» **Written exercise 1**: In the notes on the April 2015 quarterly review meeting, who is listed as taking minutes?

» **Text extract**:
Wikimedia monthly activities meetings/Quarterly reviews/Analytics, UX, Team Practices and Product Management, April 2015

Notes from the Quarterly Review meeting with the Wikimedia Foundation's Analytics, User Experience, Team Practices and Product Management teams, April 16, 2015, 9:30 - 11:00 PDT.

Please keep in mind that these minutes are mostly a rough transcript of what was said at the meeting, rather than a source of authoritative information. Consider referring to the presentation slides, blog posts, press releases and other official material

Present (in the office): Erik Moeller, Kevin Leduc, Dario Taraborelli, Leila Zia, Abbey Ripstra, Damon Sicore, Lila Tretikov, Garfield Byrd, Jared Zimmerman, Tilman Bayer (taking minutes), Terry Gilbey, Toby Negrin; participating remotely: Marcel Ruiz Forns, Andrew Garrett, Arthur Richards, Dan Andreescu, Aaron Halfaker, Ellery Wulczyn, Joseph Allemandou

Erik: welcome
Toby: welcome

Analytics Engineering

Kevin:

[slide 3]

objectives summary

[slide 4]

successes
unique clients: novel method without privacy downsides
(shows dashboard)
Toby: this is great work; some inconsistencies with wikitext data remain
Dan: with this instrumentation, can see more different types of actions, such as intent
e.g. shows spike that indicates failures of captcha challenge
caveats: wikitext instrumentation uses multiple session IDs (per edit[?]), but see same user saving several pages with only one ID
60% anon editors doing... does not match other data
can compare success/failure rates
graph is still wrong because of this anon identification issue
Erik: so we should not treat any data as canonical yet? or just wikitext?
Dan: would need to ask Aaron for that [i.e. can't confirm solely from analytics engineering perspective]
Terry: we can't say VE is ready if data is not ready
Kevin: this is the most complex instrumentation we have ever done, may need to be revisited
Lila: revisited in an incremental way, or completely?
Aaron: working with engineers on Editing team to resolve bugs, making progress
Lila: ETA for when data will be clean?
Dario: tight timeline for A/B test
Terry: will we make it?
Dario: lots of other dependencies
Aaron: we are working to adjust timeline today
Lila: let's try not to shift too much, a lot hinges on this
Terry: ...
Toby: need to go into launch feeling comfortable
Damon: should give team room to [do what's necessary]
Lila: why do we catch this now, instead of two weeks ago?
Damon: started focusing on this two months ago, finding data quality issues now
Lila: we should flag such issues earlier
Aaron, Damon: notified other teams
Terry: we [execs] want to help, better to flag possible issue three weeks earlier [even in case it turns out to be solvable without exec support]
Lila: especially if it puts ship date at risk
escalate as needed
Arthur: communicate to other teams only, or to execs too?

» **Listing**:
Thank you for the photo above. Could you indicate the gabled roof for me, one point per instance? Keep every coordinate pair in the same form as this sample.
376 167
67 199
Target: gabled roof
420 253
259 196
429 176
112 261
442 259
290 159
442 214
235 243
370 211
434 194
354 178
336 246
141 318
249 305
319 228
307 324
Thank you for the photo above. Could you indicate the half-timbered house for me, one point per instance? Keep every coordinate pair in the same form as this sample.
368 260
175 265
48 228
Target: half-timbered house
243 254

» **Written exercise 2**: Rewrite everything from the line containing "indicate the half-timbered" down to the end of the entries, changing "house" to "building" and leaving all else unchanged. Give only those lines.

» **Full answer 1**: Tilman Bayer

» **Full answer 2**:
Thank you for the photo above. Could you indicate the half-timbered building for me, one point per instance? Keep every coordinate pair in the same form as this sample.
368 260
175 265
48 228
Target: half-timbered building
243 254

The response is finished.